(Beginning of Entries supplied)

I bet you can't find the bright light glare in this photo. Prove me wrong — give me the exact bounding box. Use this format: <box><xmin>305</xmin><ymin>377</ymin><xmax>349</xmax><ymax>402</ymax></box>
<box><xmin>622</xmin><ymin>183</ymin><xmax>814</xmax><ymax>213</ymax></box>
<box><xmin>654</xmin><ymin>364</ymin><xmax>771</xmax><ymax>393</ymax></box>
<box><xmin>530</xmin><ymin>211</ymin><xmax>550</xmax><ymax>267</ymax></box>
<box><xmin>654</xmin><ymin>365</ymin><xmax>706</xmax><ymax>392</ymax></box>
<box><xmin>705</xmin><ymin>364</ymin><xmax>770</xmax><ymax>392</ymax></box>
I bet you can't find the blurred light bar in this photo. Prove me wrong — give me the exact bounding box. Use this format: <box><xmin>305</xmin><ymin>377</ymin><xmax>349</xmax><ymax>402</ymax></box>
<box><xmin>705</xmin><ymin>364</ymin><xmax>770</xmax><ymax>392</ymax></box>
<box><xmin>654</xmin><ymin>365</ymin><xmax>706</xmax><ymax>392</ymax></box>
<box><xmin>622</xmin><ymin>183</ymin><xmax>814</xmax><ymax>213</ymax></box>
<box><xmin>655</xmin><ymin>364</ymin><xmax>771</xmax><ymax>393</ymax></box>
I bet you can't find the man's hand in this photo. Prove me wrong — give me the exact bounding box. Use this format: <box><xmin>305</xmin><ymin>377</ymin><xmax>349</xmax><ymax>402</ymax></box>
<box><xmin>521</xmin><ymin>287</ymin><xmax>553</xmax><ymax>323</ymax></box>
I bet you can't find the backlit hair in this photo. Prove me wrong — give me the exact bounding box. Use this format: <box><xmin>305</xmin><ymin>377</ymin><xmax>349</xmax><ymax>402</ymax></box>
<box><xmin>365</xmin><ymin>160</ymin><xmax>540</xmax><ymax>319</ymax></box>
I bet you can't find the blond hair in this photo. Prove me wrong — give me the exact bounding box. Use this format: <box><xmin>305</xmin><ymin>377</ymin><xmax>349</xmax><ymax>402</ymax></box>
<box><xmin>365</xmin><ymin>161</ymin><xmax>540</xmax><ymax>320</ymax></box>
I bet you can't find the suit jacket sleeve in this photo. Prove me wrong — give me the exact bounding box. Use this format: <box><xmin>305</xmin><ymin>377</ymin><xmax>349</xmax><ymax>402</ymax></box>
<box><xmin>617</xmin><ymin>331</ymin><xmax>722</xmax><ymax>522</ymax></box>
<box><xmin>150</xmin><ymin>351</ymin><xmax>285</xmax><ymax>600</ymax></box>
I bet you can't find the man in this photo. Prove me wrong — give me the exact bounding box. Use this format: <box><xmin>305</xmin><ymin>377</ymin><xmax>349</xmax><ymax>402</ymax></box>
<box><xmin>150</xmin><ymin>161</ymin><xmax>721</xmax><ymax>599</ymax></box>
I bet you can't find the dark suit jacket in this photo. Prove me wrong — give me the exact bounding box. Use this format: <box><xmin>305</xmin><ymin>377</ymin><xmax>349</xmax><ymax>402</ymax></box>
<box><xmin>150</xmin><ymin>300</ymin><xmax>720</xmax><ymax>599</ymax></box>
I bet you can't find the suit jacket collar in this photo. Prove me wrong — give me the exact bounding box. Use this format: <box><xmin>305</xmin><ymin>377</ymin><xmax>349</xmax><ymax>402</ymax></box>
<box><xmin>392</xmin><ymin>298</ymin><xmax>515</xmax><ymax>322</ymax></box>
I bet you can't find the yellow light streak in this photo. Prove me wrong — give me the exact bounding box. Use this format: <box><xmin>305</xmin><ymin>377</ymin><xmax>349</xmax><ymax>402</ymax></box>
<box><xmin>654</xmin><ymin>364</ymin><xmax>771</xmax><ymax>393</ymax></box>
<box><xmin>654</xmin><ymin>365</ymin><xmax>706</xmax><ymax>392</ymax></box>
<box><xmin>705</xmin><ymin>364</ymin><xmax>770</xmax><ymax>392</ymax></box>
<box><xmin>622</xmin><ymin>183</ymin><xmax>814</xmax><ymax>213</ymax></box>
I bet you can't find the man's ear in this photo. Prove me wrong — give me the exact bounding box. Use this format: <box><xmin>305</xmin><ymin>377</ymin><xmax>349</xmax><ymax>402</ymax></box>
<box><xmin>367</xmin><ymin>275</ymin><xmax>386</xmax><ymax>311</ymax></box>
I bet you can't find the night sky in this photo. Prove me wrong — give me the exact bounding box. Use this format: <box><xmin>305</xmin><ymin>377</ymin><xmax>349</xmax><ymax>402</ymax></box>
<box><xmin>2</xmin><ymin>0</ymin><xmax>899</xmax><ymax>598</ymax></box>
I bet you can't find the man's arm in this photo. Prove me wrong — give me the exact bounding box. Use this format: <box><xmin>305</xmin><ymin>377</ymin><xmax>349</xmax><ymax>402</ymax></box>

(End of Entries supplied)
(Beginning of Entries supplied)

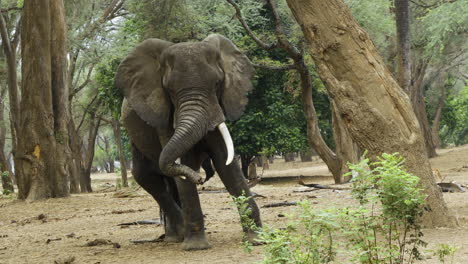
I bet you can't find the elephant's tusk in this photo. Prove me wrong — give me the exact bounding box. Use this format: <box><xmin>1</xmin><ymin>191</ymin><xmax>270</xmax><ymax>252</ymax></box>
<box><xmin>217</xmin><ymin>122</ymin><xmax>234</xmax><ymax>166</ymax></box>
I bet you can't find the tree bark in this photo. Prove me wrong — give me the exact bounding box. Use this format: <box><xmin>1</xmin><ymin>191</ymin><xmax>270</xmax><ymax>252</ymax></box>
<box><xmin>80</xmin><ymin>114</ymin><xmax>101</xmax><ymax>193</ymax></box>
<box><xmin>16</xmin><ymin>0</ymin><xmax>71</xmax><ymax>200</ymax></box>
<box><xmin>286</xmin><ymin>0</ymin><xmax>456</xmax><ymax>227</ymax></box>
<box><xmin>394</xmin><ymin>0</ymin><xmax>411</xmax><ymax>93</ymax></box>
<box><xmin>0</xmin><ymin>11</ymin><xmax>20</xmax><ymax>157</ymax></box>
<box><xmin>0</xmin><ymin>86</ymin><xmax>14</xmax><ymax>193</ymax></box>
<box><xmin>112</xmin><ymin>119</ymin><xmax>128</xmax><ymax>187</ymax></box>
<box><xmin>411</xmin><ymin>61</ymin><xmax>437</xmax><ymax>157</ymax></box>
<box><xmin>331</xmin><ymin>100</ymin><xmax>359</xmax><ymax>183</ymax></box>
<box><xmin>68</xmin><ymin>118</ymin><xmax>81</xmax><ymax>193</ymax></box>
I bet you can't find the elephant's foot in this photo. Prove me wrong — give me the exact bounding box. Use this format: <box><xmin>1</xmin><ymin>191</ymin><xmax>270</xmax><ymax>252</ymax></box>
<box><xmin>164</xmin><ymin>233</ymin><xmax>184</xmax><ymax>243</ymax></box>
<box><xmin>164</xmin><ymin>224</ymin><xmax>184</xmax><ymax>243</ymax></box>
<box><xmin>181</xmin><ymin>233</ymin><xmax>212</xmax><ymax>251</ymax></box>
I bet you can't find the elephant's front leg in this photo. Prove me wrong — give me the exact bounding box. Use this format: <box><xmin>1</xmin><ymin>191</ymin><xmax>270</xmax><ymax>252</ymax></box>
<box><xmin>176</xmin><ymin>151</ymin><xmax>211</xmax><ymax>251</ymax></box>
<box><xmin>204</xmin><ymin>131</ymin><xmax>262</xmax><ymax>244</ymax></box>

(End of Entries supplied)

### Exercise details
Could you repeat exactly the lines above from the line with "I bet you can't find the night" up to and including the line with "I bet you can't find the man's arm", and only those?

### Expected answer
I bet you can't find the night sky in this photo. Prove me wrong — give me the exact bounding box. Use this format: <box><xmin>305</xmin><ymin>377</ymin><xmax>349</xmax><ymax>402</ymax></box>
<box><xmin>2</xmin><ymin>0</ymin><xmax>899</xmax><ymax>598</ymax></box>
I bet you can't find the man's arm in this photo. Prove me wrong — give me the exact bounding box. Use this format: <box><xmin>305</xmin><ymin>377</ymin><xmax>349</xmax><ymax>402</ymax></box>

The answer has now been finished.